#### [WORK INSTRUCTIONS]
Nothing but the lines from the one containing "Corridor-survey task: point out each instance of the palm" through the end of the material should be restated, and each exactly.

#### [DATA SHOWN]
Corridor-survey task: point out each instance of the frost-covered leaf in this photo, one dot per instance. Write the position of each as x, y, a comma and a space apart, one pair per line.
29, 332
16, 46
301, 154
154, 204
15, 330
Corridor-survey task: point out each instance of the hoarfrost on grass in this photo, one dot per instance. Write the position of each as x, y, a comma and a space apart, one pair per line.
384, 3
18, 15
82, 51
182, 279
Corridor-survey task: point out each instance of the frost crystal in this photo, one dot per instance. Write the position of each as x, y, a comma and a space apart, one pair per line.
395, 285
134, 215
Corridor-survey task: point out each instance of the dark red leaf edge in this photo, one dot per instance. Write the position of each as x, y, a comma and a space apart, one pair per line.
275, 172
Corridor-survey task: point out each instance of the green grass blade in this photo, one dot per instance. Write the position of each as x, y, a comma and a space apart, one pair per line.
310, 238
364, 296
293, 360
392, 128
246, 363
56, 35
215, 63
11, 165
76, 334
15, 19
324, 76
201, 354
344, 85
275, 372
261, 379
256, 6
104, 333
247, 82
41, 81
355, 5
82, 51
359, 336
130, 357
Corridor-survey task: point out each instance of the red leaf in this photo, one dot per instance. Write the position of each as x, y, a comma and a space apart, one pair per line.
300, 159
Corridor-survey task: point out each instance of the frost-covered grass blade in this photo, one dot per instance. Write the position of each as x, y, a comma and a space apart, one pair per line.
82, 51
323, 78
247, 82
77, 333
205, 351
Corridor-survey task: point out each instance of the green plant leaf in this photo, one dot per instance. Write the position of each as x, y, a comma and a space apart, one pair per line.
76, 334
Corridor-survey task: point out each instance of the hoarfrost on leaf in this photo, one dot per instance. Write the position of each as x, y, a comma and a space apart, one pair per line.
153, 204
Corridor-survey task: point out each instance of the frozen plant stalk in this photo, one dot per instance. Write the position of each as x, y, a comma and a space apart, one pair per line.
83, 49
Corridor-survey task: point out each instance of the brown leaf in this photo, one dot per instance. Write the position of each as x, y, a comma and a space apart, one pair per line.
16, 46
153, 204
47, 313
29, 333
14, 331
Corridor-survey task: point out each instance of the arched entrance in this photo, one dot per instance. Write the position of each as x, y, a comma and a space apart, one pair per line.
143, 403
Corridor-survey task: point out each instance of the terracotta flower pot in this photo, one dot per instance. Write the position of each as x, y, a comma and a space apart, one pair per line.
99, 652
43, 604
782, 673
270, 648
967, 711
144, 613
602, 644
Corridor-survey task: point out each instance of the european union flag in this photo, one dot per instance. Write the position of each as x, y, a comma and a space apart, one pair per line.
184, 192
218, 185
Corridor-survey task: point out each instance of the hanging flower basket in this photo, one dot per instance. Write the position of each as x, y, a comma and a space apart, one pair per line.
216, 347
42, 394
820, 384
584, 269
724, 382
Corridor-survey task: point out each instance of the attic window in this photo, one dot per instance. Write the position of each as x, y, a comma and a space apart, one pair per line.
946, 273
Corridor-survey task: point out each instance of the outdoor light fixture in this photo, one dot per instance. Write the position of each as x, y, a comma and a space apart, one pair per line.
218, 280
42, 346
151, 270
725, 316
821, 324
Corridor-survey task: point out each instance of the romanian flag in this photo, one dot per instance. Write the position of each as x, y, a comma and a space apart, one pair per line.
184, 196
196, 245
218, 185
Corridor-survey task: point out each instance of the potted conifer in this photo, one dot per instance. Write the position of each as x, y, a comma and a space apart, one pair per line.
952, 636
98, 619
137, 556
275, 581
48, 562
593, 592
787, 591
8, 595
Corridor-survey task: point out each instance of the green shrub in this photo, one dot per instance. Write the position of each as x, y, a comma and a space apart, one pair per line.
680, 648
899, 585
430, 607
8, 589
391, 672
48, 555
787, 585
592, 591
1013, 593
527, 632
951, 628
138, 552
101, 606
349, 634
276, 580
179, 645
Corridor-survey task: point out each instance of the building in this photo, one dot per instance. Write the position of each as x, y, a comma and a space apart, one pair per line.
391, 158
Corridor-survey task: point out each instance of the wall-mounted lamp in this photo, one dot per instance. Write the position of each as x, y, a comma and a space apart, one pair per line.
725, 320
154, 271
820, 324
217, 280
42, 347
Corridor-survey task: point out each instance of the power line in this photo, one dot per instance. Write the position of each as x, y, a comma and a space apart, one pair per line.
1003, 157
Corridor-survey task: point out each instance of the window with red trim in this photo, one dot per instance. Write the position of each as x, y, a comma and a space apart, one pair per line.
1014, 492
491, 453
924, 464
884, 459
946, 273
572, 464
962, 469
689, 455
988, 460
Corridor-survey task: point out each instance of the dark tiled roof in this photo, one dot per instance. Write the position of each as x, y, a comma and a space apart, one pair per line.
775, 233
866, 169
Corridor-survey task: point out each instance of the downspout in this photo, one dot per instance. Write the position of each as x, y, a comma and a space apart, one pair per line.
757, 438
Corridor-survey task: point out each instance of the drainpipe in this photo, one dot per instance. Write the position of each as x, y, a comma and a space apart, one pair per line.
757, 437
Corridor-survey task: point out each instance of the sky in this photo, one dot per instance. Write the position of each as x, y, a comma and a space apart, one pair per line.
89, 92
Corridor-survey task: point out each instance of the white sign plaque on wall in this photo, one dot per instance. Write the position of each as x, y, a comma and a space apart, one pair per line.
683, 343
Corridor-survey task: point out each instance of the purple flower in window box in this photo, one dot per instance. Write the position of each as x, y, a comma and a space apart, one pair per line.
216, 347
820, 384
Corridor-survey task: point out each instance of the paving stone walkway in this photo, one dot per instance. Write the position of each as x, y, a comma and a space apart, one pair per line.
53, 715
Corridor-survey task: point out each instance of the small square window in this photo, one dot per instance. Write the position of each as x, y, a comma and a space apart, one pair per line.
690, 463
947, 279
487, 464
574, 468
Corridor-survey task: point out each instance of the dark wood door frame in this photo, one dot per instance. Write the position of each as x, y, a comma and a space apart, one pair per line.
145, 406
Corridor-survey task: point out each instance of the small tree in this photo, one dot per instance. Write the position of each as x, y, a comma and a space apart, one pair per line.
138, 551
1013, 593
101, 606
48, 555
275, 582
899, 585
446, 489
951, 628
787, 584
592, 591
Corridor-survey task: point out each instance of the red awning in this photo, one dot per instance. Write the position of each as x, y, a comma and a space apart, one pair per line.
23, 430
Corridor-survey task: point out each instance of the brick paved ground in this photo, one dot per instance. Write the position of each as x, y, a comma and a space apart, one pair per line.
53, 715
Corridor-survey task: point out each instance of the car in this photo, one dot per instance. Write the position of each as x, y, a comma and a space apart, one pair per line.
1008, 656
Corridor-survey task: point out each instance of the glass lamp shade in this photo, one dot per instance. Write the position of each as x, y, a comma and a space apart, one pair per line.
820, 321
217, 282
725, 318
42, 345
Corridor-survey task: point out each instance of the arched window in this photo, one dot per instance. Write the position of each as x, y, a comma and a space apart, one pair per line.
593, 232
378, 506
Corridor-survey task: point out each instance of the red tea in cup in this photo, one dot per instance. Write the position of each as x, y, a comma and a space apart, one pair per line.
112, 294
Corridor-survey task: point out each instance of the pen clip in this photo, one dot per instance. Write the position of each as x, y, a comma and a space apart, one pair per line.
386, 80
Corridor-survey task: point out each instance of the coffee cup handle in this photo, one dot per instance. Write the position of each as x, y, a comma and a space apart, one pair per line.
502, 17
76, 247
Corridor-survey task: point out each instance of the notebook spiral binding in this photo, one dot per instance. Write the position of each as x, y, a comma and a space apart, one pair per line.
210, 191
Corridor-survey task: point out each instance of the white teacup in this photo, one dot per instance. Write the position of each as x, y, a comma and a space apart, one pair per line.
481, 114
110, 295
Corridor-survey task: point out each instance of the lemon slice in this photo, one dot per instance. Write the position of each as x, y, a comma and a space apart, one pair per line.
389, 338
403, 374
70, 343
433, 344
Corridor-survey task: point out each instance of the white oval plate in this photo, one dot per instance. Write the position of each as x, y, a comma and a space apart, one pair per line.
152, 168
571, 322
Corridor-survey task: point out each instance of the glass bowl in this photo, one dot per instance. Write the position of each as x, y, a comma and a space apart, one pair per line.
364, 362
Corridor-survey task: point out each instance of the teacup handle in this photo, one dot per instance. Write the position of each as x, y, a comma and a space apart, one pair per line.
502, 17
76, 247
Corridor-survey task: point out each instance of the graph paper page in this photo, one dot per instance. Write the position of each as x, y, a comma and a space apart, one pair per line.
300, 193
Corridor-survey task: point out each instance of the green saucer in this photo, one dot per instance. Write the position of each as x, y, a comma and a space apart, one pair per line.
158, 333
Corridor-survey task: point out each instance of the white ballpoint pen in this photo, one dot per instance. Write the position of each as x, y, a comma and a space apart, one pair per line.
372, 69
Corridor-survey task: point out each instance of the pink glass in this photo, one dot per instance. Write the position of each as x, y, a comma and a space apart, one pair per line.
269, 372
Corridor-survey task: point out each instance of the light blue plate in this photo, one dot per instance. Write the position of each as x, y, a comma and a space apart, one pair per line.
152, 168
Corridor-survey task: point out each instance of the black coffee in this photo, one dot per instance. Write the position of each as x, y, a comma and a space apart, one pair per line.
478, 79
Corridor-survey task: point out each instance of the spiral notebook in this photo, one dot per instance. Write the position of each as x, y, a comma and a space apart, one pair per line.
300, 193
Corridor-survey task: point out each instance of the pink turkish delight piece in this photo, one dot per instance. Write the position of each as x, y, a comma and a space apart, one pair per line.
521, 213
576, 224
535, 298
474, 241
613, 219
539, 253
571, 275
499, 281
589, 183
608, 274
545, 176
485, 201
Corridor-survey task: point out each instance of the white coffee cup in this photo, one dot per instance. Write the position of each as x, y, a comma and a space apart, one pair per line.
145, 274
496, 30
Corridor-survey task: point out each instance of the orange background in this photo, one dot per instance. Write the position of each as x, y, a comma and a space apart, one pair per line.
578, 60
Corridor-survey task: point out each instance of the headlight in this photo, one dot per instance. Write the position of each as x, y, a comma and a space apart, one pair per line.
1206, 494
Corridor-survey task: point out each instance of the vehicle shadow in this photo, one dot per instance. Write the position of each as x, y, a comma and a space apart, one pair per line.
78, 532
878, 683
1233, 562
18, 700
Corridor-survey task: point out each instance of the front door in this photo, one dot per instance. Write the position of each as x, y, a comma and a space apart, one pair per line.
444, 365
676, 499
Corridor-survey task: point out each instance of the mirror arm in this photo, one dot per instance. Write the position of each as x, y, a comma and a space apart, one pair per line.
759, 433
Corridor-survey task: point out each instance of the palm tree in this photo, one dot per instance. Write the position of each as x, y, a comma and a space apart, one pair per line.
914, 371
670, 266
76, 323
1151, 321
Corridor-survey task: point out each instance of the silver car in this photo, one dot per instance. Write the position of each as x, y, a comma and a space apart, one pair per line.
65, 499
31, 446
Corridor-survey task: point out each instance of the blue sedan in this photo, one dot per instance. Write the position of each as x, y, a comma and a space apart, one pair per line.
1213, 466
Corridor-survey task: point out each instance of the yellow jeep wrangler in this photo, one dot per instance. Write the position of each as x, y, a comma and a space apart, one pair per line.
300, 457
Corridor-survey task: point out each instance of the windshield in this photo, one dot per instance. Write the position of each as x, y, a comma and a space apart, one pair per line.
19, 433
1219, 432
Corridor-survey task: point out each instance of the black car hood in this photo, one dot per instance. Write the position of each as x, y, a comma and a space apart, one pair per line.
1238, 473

#### [THE COMPLETED TASK]
Corridor-survey task: point out each instance of the palm tree in this photo, one dot per instance. Write the position of each as x, y, a comma and a space apart, one pair per line.
914, 371
670, 266
76, 323
1151, 321
Corridor-survey task: point out each instance of the silver car in this photo, one dot per instance. Write the position of each as x, y, a comma and a space apart, one pair per line.
65, 499
31, 446
Corridor-survey task: point out each instance of the blue sedan in this photo, one dot per instance. Write the position of each as x, y, a comma and a space apart, one pair per line.
1213, 466
Corridor-survey task: point out each instance of the yellow jeep wrangler in this photo, one dot per instance. Write the position of each as x, y, a comma and a space apart, one pair per line.
300, 457
Corridor-survey task: point out each instance of the windshield in this photo, one dot per instance. Write the position of each as x, y, a comma and a space apart, one pair per line.
19, 433
1219, 432
Corridor-survey task: point out each instance of the black car hood in this photo, one dot per instance. Write the position of each as x, y, a comma and a space apart, one pair per line.
1238, 473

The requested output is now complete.